Copy the entries word for word from their first line through the line that contains "xmin=0 ymin=0 xmax=500 ymax=123". Leave the pictures out.

■ Record excerpts:
──────────
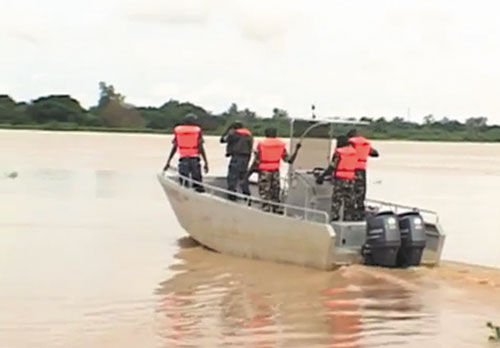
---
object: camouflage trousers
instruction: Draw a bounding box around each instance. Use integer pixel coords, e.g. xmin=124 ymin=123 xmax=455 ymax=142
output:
xmin=178 ymin=157 xmax=205 ymax=192
xmin=330 ymin=178 xmax=355 ymax=221
xmin=353 ymin=169 xmax=366 ymax=221
xmin=258 ymin=170 xmax=280 ymax=213
xmin=227 ymin=155 xmax=250 ymax=200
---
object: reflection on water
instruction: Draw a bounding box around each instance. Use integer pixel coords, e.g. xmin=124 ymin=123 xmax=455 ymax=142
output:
xmin=0 ymin=132 xmax=500 ymax=348
xmin=156 ymin=242 xmax=498 ymax=347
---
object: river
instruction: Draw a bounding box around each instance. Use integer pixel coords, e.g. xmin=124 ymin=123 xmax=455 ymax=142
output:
xmin=0 ymin=131 xmax=500 ymax=348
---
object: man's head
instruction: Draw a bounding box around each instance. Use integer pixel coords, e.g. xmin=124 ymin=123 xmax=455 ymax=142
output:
xmin=264 ymin=127 xmax=278 ymax=138
xmin=337 ymin=135 xmax=349 ymax=147
xmin=347 ymin=128 xmax=358 ymax=138
xmin=232 ymin=121 xmax=243 ymax=129
xmin=184 ymin=112 xmax=198 ymax=125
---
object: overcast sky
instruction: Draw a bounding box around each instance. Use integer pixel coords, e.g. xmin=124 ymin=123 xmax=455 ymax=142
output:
xmin=0 ymin=0 xmax=500 ymax=123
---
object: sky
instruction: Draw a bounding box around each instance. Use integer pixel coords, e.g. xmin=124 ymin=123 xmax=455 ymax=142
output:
xmin=0 ymin=0 xmax=500 ymax=124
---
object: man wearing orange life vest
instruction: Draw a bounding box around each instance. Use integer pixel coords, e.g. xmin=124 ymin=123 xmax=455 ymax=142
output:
xmin=248 ymin=128 xmax=301 ymax=213
xmin=316 ymin=135 xmax=358 ymax=221
xmin=163 ymin=114 xmax=208 ymax=192
xmin=347 ymin=129 xmax=379 ymax=221
xmin=220 ymin=122 xmax=253 ymax=201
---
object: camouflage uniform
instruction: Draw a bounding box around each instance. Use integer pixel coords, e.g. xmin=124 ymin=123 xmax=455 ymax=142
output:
──────────
■ Solution for this problem:
---
object: camouflage trousers
instruction: Draw a bounding box around each instance. Use integer pixel coords, e.g. xmin=124 ymin=123 xmax=455 ymax=142
output:
xmin=178 ymin=157 xmax=205 ymax=192
xmin=330 ymin=178 xmax=355 ymax=221
xmin=353 ymin=169 xmax=366 ymax=221
xmin=258 ymin=170 xmax=280 ymax=213
xmin=227 ymin=155 xmax=250 ymax=200
---
object: reflection on water
instruction: Draw a bounding box around each instance. Use integer pixel coords, e.g. xmin=124 ymin=123 xmax=455 ymax=142
output:
xmin=0 ymin=132 xmax=500 ymax=348
xmin=156 ymin=242 xmax=498 ymax=347
---
object: river
instruction: Draw a bounding box around each instance. Use integer pixel coords, e.g. xmin=124 ymin=123 xmax=455 ymax=142
output:
xmin=0 ymin=131 xmax=500 ymax=348
---
object: man's head
instruction: Draw a bounding box around each instance. Use integer pixel coords, e.g. xmin=124 ymin=123 xmax=455 ymax=142
output:
xmin=264 ymin=127 xmax=278 ymax=138
xmin=337 ymin=135 xmax=349 ymax=147
xmin=347 ymin=128 xmax=358 ymax=138
xmin=232 ymin=121 xmax=243 ymax=129
xmin=184 ymin=112 xmax=198 ymax=125
---
object: overcast sky
instruction: Draw a bounding box around each instance. Use integer pixel coords, e.g. xmin=124 ymin=123 xmax=455 ymax=142
output:
xmin=0 ymin=0 xmax=500 ymax=123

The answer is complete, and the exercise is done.